Passage provided:
-- Begin --
Monday, March 30, 2015

Above It All


This classic Sesame Street video is a good plan-view earworm. Looking at a project in plan puts the viewer above it all. So do satellite pics. In paraline drawings, such as plan oblique or elevation oblique, their third dimension is added diagrammatically, without any convergence of depth lines. The lack of convergence gives the illusion that the back plane is bigger than the front. Figures can be placed in these paraline drawings, but constructing the context is onerous, with little payoff. On one project, the production team was persuaded to track their design process by means of plans and paraline views. There were some awkward surprises a year later when those who approved the project based on perspective presentations saw the final product. How frequently do we experience a space from above, anyway? Like plan views, paralines don't take you INSIDE. At the most they provide a superior, detached point of view. 
The blue wall is equally as wide as the orange wall in this elevation oblique
from Kevin Forseth. Optically, it appears larger.

Sunday, March 29, 2015

People in Design 5.0 - Paralines - between orthographic and perspective


western drafted elevation oblique        Japanese gyaku enkinhou visual narrative 
Some visual cultures embrace a different relationship to dimensionality. The gyaku enkinhou depictions of 3D space are like super-rich elevation obliques! I am very fond of this Japanese spatial depiction on scrolls, particularly with the device used to show interiors, fukinuki yatai, meaning blow the roof off. A scroll: what a thrilling means to unfurl an intimate story about very private figures in a highly stratified society! As early as the 10th c., such voyeuristic experiences accompanied spatially-depictive poems on scrolls and folding screens. They dwindled by the late 18th c., perhaps after heavy saturation of European linear perspective. See Suzuki Harunobu, who used fukinuki yatai, often with an isometric paraline structure in his many intimate ukiyo-e, popular 18th c. one-page poster prints.  

Friday, March 27, 2015

People in Design 3.0 - Try it on for size

materiality study at user touch-points
Master a believably proportioned, gestural figure, and you have a tool that does a LOT of work. Viewers more easily project themselves into the scene. Studying design ideas in elevation broadens the visualization process. It's efficient at showing depth via overlap. Rapid visualization by hand incorporates a different brain engagement than digital imaging, including sensed vibration of pen/pencil/brush across the page. I like to explore how a design fits together this way. Although I love perspective sketches, I use figures and annotations frequently to communicate with colleagues while a project is in process. The sketch conveys an informal, temporary state, encouraging continued participation of interested parties. 
rapid visualization of space plan variant in elevation


Wednesday, March 25, 2015

People in Design 2.0 - Elevation Storytelling

Paris, Bibliotheque Nationale, MS. lat.15158, fol.47. Dated 1289 CE.
13th c. mass media communication
Although merely 2 dimensional, figures in an elevation tell a more powerful story than figures on a plan. They become our avatars in a given scene, and interact with the built environment. This time-tested storytelling works for communication of design ideas, including landscape, lighting and context, without having to take on a 3D model or provide data in all 3 dimensions.
-- End --
[Source records]
-- Begin --
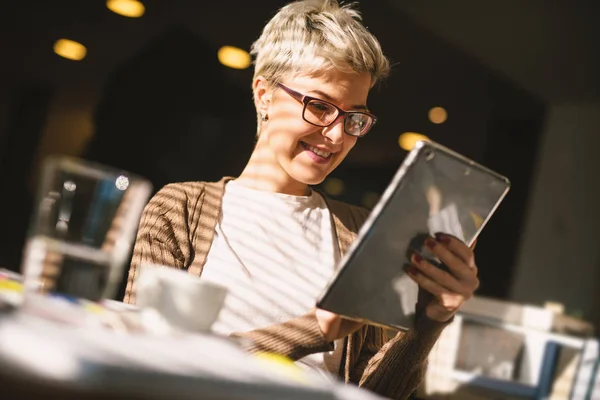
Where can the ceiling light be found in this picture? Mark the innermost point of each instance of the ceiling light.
(70, 49)
(408, 140)
(234, 57)
(438, 115)
(370, 199)
(126, 8)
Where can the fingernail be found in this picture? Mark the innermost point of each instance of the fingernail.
(417, 258)
(409, 269)
(442, 238)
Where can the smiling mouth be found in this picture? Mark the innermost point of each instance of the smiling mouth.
(321, 153)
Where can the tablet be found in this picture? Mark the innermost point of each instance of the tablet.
(434, 190)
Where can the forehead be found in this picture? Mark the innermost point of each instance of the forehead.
(340, 87)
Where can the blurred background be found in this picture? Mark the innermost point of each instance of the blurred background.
(512, 84)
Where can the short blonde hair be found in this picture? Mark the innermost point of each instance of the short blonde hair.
(309, 37)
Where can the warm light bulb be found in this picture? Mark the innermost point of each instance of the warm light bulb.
(438, 115)
(234, 57)
(408, 140)
(70, 49)
(126, 8)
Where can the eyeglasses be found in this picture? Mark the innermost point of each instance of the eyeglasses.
(323, 113)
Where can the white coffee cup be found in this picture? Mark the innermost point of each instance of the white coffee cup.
(185, 301)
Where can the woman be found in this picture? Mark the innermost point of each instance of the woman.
(272, 240)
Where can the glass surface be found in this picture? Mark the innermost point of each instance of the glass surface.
(435, 190)
(83, 228)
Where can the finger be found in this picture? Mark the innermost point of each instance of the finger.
(438, 275)
(455, 264)
(457, 247)
(430, 285)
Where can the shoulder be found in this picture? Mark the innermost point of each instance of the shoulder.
(176, 196)
(350, 215)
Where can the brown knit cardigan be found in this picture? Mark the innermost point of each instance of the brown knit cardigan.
(177, 229)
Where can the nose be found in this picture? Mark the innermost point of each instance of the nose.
(335, 132)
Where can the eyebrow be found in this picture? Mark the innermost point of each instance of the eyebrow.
(329, 98)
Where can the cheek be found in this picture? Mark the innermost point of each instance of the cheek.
(349, 143)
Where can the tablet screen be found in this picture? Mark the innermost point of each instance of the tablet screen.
(435, 190)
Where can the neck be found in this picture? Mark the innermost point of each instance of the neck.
(263, 172)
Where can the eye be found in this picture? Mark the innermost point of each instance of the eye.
(319, 107)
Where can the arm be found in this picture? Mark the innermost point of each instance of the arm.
(163, 235)
(397, 368)
(164, 238)
(295, 338)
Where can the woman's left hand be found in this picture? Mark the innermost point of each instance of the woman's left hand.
(448, 289)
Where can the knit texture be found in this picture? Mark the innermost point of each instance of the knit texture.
(177, 229)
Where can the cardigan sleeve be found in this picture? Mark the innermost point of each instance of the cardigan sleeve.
(168, 236)
(163, 234)
(397, 368)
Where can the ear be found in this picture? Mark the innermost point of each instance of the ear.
(262, 94)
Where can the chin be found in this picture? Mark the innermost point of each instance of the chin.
(309, 178)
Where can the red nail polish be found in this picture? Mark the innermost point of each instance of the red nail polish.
(442, 238)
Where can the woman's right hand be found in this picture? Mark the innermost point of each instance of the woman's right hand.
(334, 326)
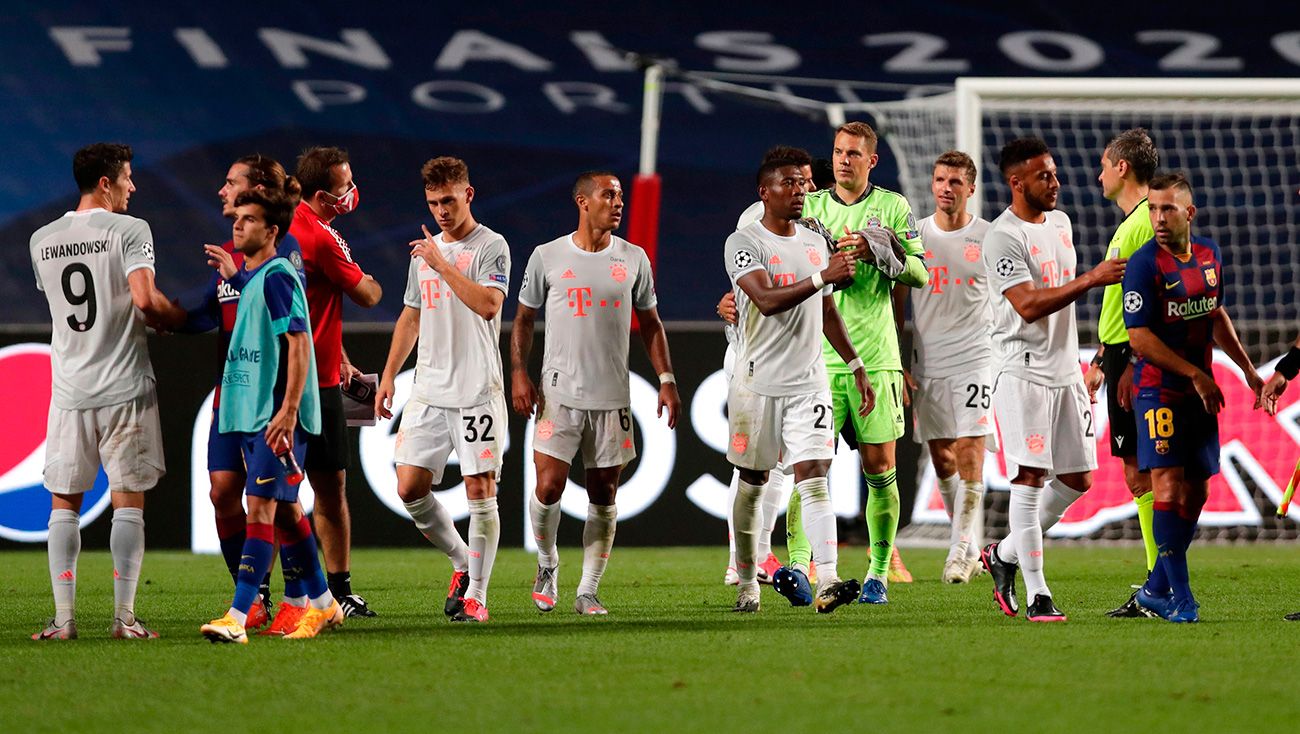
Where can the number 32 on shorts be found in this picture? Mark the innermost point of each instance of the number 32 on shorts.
(1160, 422)
(477, 429)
-- End --
Problems:
a – List each line of the records that contains the string "knit", treating uppercase and lowercase as different.
b – Extend the blog on figures in design drawings, picking up right after its final sentence.
The text and the records were drawn from unrelated sources.

Responses to the tasks:
a –
Where can the brown knit cardigan be found in this picture? Mark the innermost point of each instance of the brown knit cardigan.
Where can the knit texture be found in this picture? Mark the innermost point of each instance of the knit texture.

b –
Ron Kasprisin watercolor presentation document
J.F. Mahoney ink and watercolor presentation document
Through suggestions of clothing and interactions, figures in elevation communicate cultural and behavioral information about who is using the space, and how.
  

Monday, March 23, 2015

People in Design 1.0 - Orthographics

John King, Jen Mahoney, Chip Sullivan
A couple weeks ago I was on a panel discussing people in architecture at the College of Environmental Design at UC Berkeley. It comes up again and again in design presentation classes. To the adult student who gave up on drawing around age eight, getting comfy with perspective sketching is a challenge; add figures to the mix and it's double jeopardy! Yet despite the predominance of plans in design development, instruction for drawing our fellow humans in plan is rare! We draw 'em like we see 'em. In elevation.  Some figure-drawing guidelines over the ages are below. What's not specified here is how they relate to one another, or to whatever the visual field represents.
Proportioning parts of the body to the whole are a physiological constant. Size of figures in relation to one another changes with the beliefs of the culture that depicts them. Gods big; slaves small, etc.




Monday, March 16, 2015

Above it all 5.0 What are those tiny things?

Detail, plan view of San Francisco Ferry Building
Figures in plan may cause the viewer some confusion before the scale effect sets in. We don't often perceive our fellow humans from above. To get a sense of scale, we'd do better to gauge the size of this place using what seem to be tables and chairs. Cluster them at entries, around new information in plan or at featured design elements. Evenly spaced they may seem like texture. In the plan below, word labels and figures help tell the story of the activities in the space. Where the figures overlap shapes, the viewer also gauges heights of objects overlapped by figures.
Edible Schoolyard plan ©J.F.Mahoney
Proposed Dining Commons for Edible Schoolyard Project

Friday, March 13, 2015

Above it all 4.0 Pairing it down


Let's get down to the workhorse signifier in a plan: lines.

1. Most abstractly, line in a plan makes a feature distinction between one side and the other, the way in linguistics, a single audio shift (vocalization) makes the difference between pear and bear
The bottom distinctive pair is crucial info for an Embarcadero-Telegraph Hill trip.
2. Lines on a plan describe boundaries that will mediate movement and transactions. Like a sieve, a stairway, or a speed-bump, those boundaries affect access to visual, acoustic and spatial events. The flow and behavior of weapons, vehicles, valuables, germs, and creatures, including people are mediated. Line thickness and continuity convey meaning, too. 
The nature of the boundary remains ambiguous until third-dimension data is supplied, usually via elevation, section, annotation or a perspective drawing. 
Student work addressing access & transaction boundaries at a grocery store.
For environmental design, considering plans through these abstract lenses helps to focus on problem-solving without being distracted by particular products or finishes. Next post tries out the most common connector an image makes between viewer and design.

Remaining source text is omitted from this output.